►

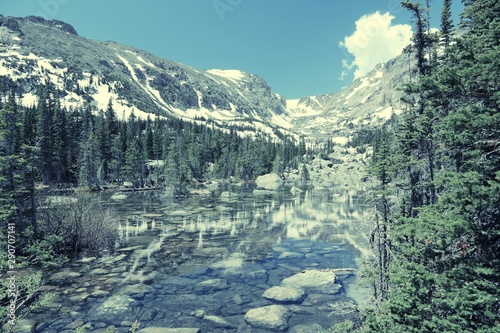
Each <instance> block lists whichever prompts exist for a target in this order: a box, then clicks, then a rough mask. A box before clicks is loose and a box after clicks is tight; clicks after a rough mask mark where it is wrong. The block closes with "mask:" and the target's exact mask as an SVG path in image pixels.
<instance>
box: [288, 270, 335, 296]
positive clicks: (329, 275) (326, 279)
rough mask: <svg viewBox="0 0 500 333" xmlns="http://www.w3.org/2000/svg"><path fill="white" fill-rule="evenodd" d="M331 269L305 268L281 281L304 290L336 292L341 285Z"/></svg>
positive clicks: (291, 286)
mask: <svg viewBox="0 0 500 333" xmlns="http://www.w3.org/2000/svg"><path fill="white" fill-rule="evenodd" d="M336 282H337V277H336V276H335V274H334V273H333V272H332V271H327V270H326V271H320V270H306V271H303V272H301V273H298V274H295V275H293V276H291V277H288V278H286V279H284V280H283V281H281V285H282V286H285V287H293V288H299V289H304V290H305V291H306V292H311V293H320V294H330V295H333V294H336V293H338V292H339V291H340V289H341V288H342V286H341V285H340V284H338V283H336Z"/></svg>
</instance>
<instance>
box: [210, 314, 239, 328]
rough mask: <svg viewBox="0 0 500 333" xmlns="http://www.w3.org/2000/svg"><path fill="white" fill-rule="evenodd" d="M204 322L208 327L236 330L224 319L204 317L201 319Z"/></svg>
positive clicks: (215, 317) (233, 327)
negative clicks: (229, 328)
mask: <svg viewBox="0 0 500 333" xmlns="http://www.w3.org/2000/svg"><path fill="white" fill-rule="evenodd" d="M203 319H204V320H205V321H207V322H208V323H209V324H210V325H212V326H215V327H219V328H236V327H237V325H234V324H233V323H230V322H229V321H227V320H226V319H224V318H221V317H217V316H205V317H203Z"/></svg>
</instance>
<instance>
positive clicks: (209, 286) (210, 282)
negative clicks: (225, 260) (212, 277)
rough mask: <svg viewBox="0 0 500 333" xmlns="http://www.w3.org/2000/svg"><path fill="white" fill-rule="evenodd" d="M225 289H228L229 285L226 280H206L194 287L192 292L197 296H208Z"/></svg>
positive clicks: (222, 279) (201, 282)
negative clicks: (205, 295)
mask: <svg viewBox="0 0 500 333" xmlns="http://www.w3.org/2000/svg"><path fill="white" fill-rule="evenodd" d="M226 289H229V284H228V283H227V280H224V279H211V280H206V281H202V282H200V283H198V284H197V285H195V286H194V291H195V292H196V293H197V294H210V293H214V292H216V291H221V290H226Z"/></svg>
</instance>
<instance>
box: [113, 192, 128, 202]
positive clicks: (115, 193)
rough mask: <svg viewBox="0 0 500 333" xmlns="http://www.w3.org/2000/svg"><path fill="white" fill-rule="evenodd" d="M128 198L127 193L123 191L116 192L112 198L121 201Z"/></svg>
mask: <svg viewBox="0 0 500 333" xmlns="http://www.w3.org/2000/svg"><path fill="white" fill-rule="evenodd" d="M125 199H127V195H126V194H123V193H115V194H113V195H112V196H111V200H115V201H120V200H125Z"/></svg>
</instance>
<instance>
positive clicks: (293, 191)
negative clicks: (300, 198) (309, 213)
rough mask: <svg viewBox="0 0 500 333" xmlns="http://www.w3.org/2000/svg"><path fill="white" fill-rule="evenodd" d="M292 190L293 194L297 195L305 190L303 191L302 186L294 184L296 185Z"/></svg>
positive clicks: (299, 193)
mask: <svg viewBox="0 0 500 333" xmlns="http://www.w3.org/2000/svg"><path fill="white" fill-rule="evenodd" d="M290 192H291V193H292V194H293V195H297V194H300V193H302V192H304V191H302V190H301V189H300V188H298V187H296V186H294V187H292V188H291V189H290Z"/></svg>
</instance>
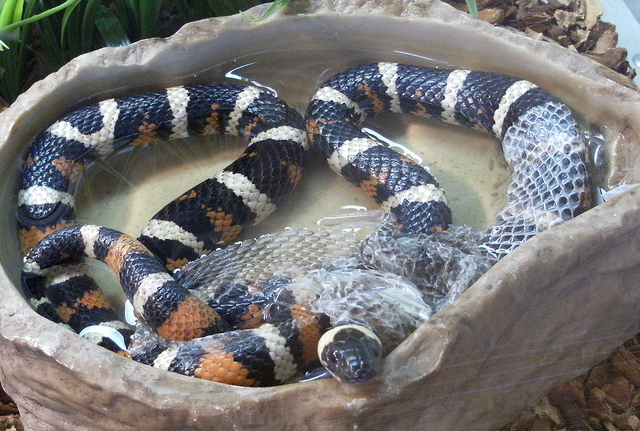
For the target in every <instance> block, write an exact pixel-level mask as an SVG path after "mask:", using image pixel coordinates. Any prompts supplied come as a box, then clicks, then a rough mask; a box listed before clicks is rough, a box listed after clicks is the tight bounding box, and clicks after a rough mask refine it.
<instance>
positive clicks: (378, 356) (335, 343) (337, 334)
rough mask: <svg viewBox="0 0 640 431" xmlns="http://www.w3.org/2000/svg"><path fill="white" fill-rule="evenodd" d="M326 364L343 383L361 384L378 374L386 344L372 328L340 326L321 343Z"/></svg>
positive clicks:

◄

◆ **Work to be completed**
Where a picture appears in the data, omit it; restate the rest word for word.

◆ **Finished exercise**
Each <instance> block lists whichever prompts exist for a target in this order: a box, then clicks, then a rough mask. A box before clicks is loose and a box after clicks is tight; clicks after a rough mask mark where it is wrong. The block closes with "mask:" and the target's exact mask as an SVG path in image pixels.
<instance>
box: [288, 270, 335, 296]
positive clicks: (329, 275) (326, 279)
rough mask: <svg viewBox="0 0 500 333" xmlns="http://www.w3.org/2000/svg"><path fill="white" fill-rule="evenodd" d="M331 269L305 268L281 281L304 290L336 292L341 285Z"/></svg>
positive clicks: (291, 286)
mask: <svg viewBox="0 0 500 333" xmlns="http://www.w3.org/2000/svg"><path fill="white" fill-rule="evenodd" d="M336 282H337V277H336V276H335V274H334V273H333V272H332V271H327V270H326V271H320V270H306V271H303V272H301V273H298V274H295V275H293V276H291V277H288V278H286V279H284V280H283V281H281V285H282V286H285V287H293V288H299V289H304V290H305V291H306V292H311V293H320V294H330V295H333V294H336V293H338V292H339V291H340V289H341V288H342V286H341V285H340V284H338V283H336Z"/></svg>
</instance>
<instance>
box: [210, 314, 239, 328]
rough mask: <svg viewBox="0 0 500 333" xmlns="http://www.w3.org/2000/svg"><path fill="white" fill-rule="evenodd" d="M204 322L208 327L236 330L224 319L204 317L201 319Z"/></svg>
positive clicks: (215, 317) (233, 327)
negative clicks: (229, 328)
mask: <svg viewBox="0 0 500 333" xmlns="http://www.w3.org/2000/svg"><path fill="white" fill-rule="evenodd" d="M203 319H204V320H205V321H207V322H208V323H209V324H210V325H212V326H215V327H219V328H236V327H237V325H234V324H233V323H230V322H229V321H227V320H226V319H224V318H221V317H217V316H205V317H203Z"/></svg>
</instance>
<instance>
positive clicks: (209, 286) (210, 282)
negative clicks: (225, 260) (212, 277)
rough mask: <svg viewBox="0 0 500 333" xmlns="http://www.w3.org/2000/svg"><path fill="white" fill-rule="evenodd" d="M225 289H228L229 285L226 280H206L194 287L192 292L197 296H208Z"/></svg>
positive clicks: (222, 279) (201, 282)
negative clicks: (205, 295)
mask: <svg viewBox="0 0 500 333" xmlns="http://www.w3.org/2000/svg"><path fill="white" fill-rule="evenodd" d="M226 289H229V284H228V283H227V280H224V279H211V280H206V281H202V282H200V283H198V284H197V285H195V286H194V291H195V292H196V293H197V294H210V293H214V292H216V291H221V290H226Z"/></svg>
</instance>
<instance>
box: [113, 192, 128, 202]
positive clicks: (115, 193)
rough mask: <svg viewBox="0 0 500 333" xmlns="http://www.w3.org/2000/svg"><path fill="white" fill-rule="evenodd" d="M128 198L127 193L123 191L116 192L112 198L121 201Z"/></svg>
mask: <svg viewBox="0 0 500 333" xmlns="http://www.w3.org/2000/svg"><path fill="white" fill-rule="evenodd" d="M125 199H127V195H126V194H123V193H115V194H113V195H112V196H111V200H115V201H120V200H125Z"/></svg>
</instance>
<instance>
positive clicks: (293, 191)
negative clicks: (300, 198) (309, 213)
rough mask: <svg viewBox="0 0 500 333" xmlns="http://www.w3.org/2000/svg"><path fill="white" fill-rule="evenodd" d="M292 190L293 194L297 195L305 190L303 191L302 186L294 184L296 185Z"/></svg>
positive clicks: (299, 193)
mask: <svg viewBox="0 0 500 333" xmlns="http://www.w3.org/2000/svg"><path fill="white" fill-rule="evenodd" d="M290 192H291V193H292V194H293V195H297V194H300V193H302V192H304V191H302V190H301V189H300V188H298V187H296V186H294V187H292V188H291V189H290Z"/></svg>
</instance>
For the target in every <instance> block, write an exact pixel-level mask as an SVG path after "mask:", using image pixel coordinates. Any prompts supplied come as a box, then clicks, then a rough mask; a box listed before clicks is rough, a box listed after clicks is the tight bounding box, and clicks after a rough mask refine it.
<instance>
positive clicks: (378, 356) (335, 343) (337, 334)
rough mask: <svg viewBox="0 0 640 431" xmlns="http://www.w3.org/2000/svg"><path fill="white" fill-rule="evenodd" d="M326 364L343 383L361 384L378 374L386 344L372 328L340 326L321 343Z"/></svg>
positive clicks:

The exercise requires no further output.